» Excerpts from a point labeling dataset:
··········
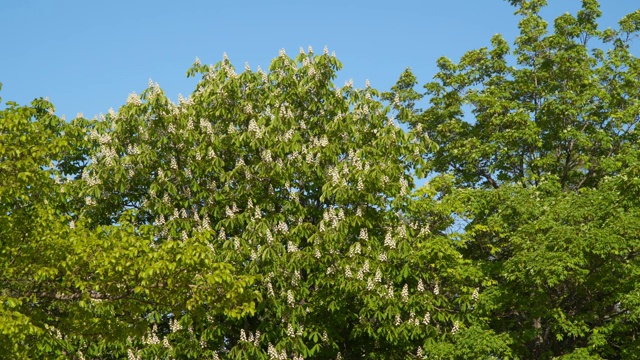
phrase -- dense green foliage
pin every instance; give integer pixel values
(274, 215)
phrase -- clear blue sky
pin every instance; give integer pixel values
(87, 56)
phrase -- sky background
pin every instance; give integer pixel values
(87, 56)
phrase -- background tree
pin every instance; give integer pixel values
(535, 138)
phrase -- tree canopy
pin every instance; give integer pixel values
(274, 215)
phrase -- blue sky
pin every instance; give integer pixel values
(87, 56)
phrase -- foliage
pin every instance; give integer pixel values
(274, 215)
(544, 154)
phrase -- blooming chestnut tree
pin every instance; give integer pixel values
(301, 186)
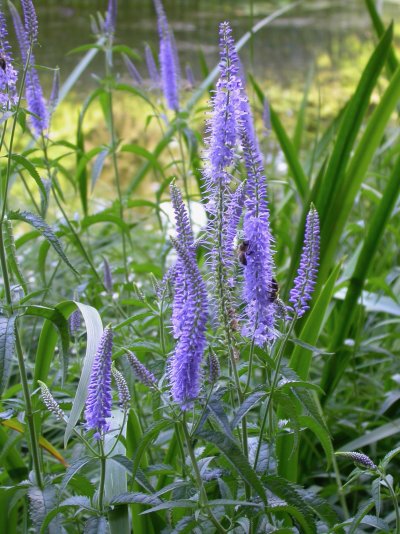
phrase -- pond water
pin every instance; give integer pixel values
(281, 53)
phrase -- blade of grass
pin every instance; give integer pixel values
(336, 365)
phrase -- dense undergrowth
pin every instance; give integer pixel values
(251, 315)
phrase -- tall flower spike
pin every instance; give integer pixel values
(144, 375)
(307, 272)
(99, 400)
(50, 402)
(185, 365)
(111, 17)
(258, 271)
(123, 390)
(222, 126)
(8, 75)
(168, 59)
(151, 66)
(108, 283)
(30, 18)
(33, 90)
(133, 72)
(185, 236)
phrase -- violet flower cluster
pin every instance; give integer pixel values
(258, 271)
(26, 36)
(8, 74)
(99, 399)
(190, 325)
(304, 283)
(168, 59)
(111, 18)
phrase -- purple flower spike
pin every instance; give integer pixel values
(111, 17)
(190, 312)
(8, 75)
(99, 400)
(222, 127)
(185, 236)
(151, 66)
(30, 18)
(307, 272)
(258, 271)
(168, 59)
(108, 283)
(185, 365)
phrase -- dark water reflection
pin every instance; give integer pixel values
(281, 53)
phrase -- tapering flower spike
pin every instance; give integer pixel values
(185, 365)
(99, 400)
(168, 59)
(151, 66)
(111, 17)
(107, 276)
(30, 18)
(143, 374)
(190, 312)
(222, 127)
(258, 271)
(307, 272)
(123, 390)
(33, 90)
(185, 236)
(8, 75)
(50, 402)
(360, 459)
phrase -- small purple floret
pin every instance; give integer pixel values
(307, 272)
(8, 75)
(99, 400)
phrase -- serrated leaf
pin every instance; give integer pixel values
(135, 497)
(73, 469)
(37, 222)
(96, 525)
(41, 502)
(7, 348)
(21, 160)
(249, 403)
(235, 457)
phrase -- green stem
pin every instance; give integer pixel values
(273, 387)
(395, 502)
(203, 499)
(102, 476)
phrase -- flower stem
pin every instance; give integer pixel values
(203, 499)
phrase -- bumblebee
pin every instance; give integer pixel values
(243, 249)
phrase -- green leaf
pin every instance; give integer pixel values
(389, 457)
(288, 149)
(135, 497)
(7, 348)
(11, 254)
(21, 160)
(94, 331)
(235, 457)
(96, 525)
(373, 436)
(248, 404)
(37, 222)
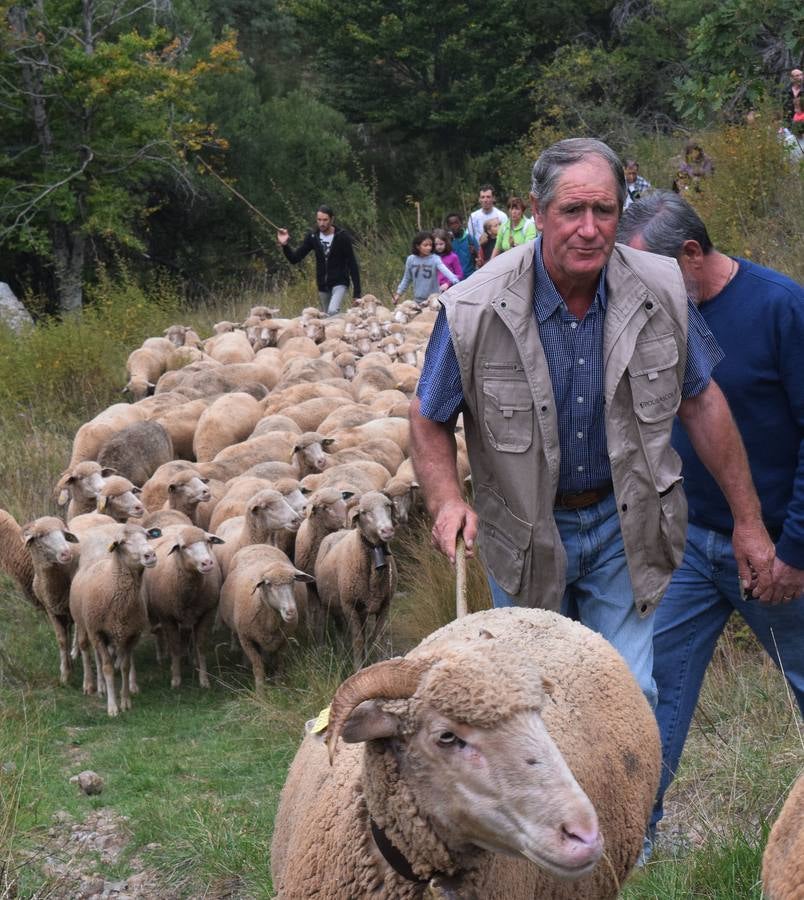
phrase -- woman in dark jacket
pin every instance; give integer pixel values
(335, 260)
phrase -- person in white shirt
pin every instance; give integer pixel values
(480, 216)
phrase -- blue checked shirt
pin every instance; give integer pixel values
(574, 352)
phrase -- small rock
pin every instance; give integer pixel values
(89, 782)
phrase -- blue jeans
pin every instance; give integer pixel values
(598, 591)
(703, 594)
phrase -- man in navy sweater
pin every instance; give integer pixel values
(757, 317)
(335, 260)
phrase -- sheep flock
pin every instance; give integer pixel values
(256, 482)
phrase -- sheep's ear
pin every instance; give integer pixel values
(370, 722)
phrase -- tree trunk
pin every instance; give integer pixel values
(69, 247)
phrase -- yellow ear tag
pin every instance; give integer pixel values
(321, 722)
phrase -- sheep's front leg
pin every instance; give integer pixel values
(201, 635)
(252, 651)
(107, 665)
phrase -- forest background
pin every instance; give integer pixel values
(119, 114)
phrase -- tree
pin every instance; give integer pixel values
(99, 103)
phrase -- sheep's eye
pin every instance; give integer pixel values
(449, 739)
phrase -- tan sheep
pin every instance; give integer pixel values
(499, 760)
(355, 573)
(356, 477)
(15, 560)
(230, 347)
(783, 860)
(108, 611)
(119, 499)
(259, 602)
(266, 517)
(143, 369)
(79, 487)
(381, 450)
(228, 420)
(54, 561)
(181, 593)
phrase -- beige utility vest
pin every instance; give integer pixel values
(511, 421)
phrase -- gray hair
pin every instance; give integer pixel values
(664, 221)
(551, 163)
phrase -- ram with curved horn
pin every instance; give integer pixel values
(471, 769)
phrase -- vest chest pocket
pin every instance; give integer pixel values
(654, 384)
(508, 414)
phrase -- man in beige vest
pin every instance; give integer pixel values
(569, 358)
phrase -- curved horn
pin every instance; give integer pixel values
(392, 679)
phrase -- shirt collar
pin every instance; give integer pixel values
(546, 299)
··········
» Work to be completed:
Convert all of the material above into a Markdown table with the columns Row and Line, numbering each line in order. Skip blank lines and leave out the pictures.

» Finished exercise:
| Row | Line |
|---|---|
| 1 | phrase -- dense green foliage |
| 2 | pin every instance; give integer pixel values |
| 3 | (274, 215) |
| 4 | phrase -- clear blue sky |
| 5 | pin every instance; give integer pixel values |
| 6 | (87, 56) |
| 7 | phrase -- sky background |
| 8 | pin every instance; give integer pixel values |
| 9 | (87, 56) |
| 10 | phrase -- background tree |
| 11 | pin every instance; give integer pixel values |
| 12 | (535, 138) |
| 13 | phrase -- tree canopy |
| 14 | pin every instance; give integer pixel values |
| 15 | (274, 215) |
| 16 | phrase -- blue sky |
| 17 | pin every instance; give integer pixel values |
| 18 | (87, 56) |
| 19 | phrase -- foliage |
| 20 | pin every instance; give integer pixel values |
| 21 | (274, 215) |
| 22 | (544, 154) |
| 23 | phrase -- blooming chestnut tree |
| 24 | pin every instance; give integer pixel values |
| 25 | (301, 186) |
| 26 | phrase -- pond water |
| 27 | pin every instance; give integer pixel values |
| 28 | (281, 53) |
| 29 | phrase -- blade of grass |
| 30 | pin every instance; give integer pixel values |
| 31 | (336, 365) |
| 32 | phrase -- dense undergrowth |
| 33 | pin every instance; give integer pixel values |
| 34 | (251, 315) |
| 35 | phrase -- tall flower spike |
| 36 | pin every instance; give integer pixel values |
| 37 | (144, 375) |
| 38 | (307, 272) |
| 39 | (99, 400) |
| 40 | (50, 402) |
| 41 | (185, 365) |
| 42 | (111, 17) |
| 43 | (258, 271) |
| 44 | (123, 390) |
| 45 | (222, 126) |
| 46 | (8, 75) |
| 47 | (168, 59) |
| 48 | (151, 66) |
| 49 | (108, 283) |
| 50 | (30, 18) |
| 51 | (33, 90) |
| 52 | (133, 72) |
| 53 | (185, 236) |
| 54 | phrase -- violet flower cluster |
| 55 | pin every instance; give integer pixel values |
| 56 | (258, 271) |
| 57 | (26, 36) |
| 58 | (8, 74) |
| 59 | (99, 399) |
| 60 | (190, 325) |
| 61 | (304, 283) |
| 62 | (168, 59) |
| 63 | (111, 18) |
| 64 | phrase -- purple flower spike |
| 65 | pin every instance; give integer pixel values |
| 66 | (111, 17) |
| 67 | (190, 312) |
| 68 | (8, 75) |
| 69 | (99, 400) |
| 70 | (222, 127) |
| 71 | (185, 236) |
| 72 | (151, 66) |
| 73 | (30, 18) |
| 74 | (307, 272) |
| 75 | (258, 271) |
| 76 | (168, 59) |
| 77 | (108, 283) |
| 78 | (185, 365) |
| 79 | phrase -- dark water reflection |
| 80 | pin every instance; give integer pixel values |
| 81 | (281, 53) |
| 82 | phrase -- tapering flower spike |
| 83 | pin every instance; give integer pixel values |
| 84 | (185, 365) |
| 85 | (99, 400) |
| 86 | (168, 59) |
| 87 | (151, 66) |
| 88 | (111, 17) |
| 89 | (107, 276) |
| 90 | (30, 18) |
| 91 | (143, 374) |
| 92 | (190, 312) |
| 93 | (222, 127) |
| 94 | (258, 271) |
| 95 | (307, 272) |
| 96 | (123, 390) |
| 97 | (33, 90) |
| 98 | (185, 236) |
| 99 | (8, 75) |
| 100 | (50, 402) |
| 101 | (360, 459) |
| 102 | phrase -- small purple floret |
| 103 | pin every instance; give integer pixel values |
| 104 | (307, 272) |
| 105 | (8, 75) |
| 106 | (99, 400) |
| 107 | phrase -- serrated leaf |
| 108 | pin every instance; give integer pixel values |
| 109 | (135, 497) |
| 110 | (73, 469) |
| 111 | (37, 222) |
| 112 | (96, 525) |
| 113 | (41, 502) |
| 114 | (7, 348) |
| 115 | (21, 160) |
| 116 | (249, 403) |
| 117 | (235, 457) |
| 118 | phrase -- green stem |
| 119 | pin every instance; give integer pixel values |
| 120 | (273, 387) |
| 121 | (395, 502) |
| 122 | (203, 499) |
| 123 | (102, 476) |
| 124 | phrase -- flower stem |
| 125 | pin every instance; give integer pixel values |
| 126 | (203, 499) |
| 127 | phrase -- bumblebee |
| 128 | pin every instance; give integer pixel values |
| 129 | (243, 249) |
| 130 | phrase -- green leaf |
| 131 | pin every instance; give integer pixel values |
| 132 | (389, 457) |
| 133 | (288, 149) |
| 134 | (135, 497) |
| 135 | (7, 348) |
| 136 | (11, 254) |
| 137 | (21, 160) |
| 138 | (94, 331) |
| 139 | (235, 457) |
| 140 | (96, 525) |
| 141 | (373, 436) |
| 142 | (248, 404) |
| 143 | (37, 222) |
| 144 | phrase -- woman in dark jacket |
| 145 | pin every instance; give integer pixel values |
| 146 | (335, 260) |
| 147 | phrase -- person in white shirt |
| 148 | pin every instance; give integer pixel values |
| 149 | (480, 216) |
| 150 | phrase -- blue checked shirt |
| 151 | pin every instance; give integer pixel values |
| 152 | (574, 352) |
| 153 | phrase -- small rock |
| 154 | pin every instance; give integer pixel values |
| 155 | (89, 782) |
| 156 | phrase -- blue jeans |
| 157 | pin every instance; give integer pixel values |
| 158 | (598, 591) |
| 159 | (703, 594) |
| 160 | phrase -- man in navy sweater |
| 161 | pin every instance; give integer pixel values |
| 162 | (757, 317) |
| 163 | (335, 260) |
| 164 | phrase -- sheep flock |
| 165 | pin every instance; give integer pixel values |
| 166 | (256, 482) |
| 167 | phrase -- sheep's ear |
| 168 | pin every instance; give integer pixel values |
| 169 | (370, 722) |
| 170 | phrase -- tree trunk |
| 171 | pin every instance; give integer pixel values |
| 172 | (69, 247) |
| 173 | phrase -- yellow ear tag |
| 174 | pin every instance; give integer pixel values |
| 175 | (321, 722) |
| 176 | phrase -- sheep's front leg |
| 177 | pin every instance; give integer pixel values |
| 178 | (201, 635) |
| 179 | (252, 651) |
| 180 | (107, 665) |
| 181 | phrase -- forest background |
| 182 | pin every instance; give integer pixel values |
| 183 | (119, 114) |
| 184 | phrase -- tree |
| 185 | pin every instance; give integer pixel values |
| 186 | (99, 103) |
| 187 | phrase -- sheep's eye |
| 188 | pin every instance; give integer pixel values |
| 189 | (449, 739) |
| 190 | phrase -- tan sheep |
| 191 | pin every instance; give integer pixel values |
| 192 | (499, 760) |
| 193 | (355, 573) |
| 194 | (356, 477) |
| 195 | (15, 560) |
| 196 | (230, 347) |
| 197 | (783, 860) |
| 198 | (108, 611) |
| 199 | (119, 499) |
| 200 | (259, 602) |
| 201 | (266, 517) |
| 202 | (143, 369) |
| 203 | (79, 487) |
| 204 | (381, 450) |
| 205 | (228, 420) |
| 206 | (54, 561) |
| 207 | (181, 593) |
| 208 | phrase -- beige utility vest |
| 209 | pin every instance; give integer pixel values |
| 210 | (511, 421) |
| 211 | phrase -- gray hair |
| 212 | pin every instance; give integer pixel values |
| 213 | (664, 221) |
| 214 | (551, 163) |
| 215 | phrase -- ram with curved horn |
| 216 | pin every instance; give integer pixel values |
| 217 | (471, 769) |
| 218 | phrase -- vest chest pocket |
| 219 | pin every instance; give integer pixel values |
| 220 | (654, 384) |
| 221 | (508, 414) |
| 222 | phrase -- man in beige vest |
| 223 | pin every instance; give integer pixel values |
| 224 | (569, 358) |
| 225 | phrase -- curved horn |
| 226 | pin every instance; give integer pixel values |
| 227 | (392, 679) |
| 228 | phrase -- shirt collar |
| 229 | pin every instance; give integer pixel values |
| 230 | (546, 299) |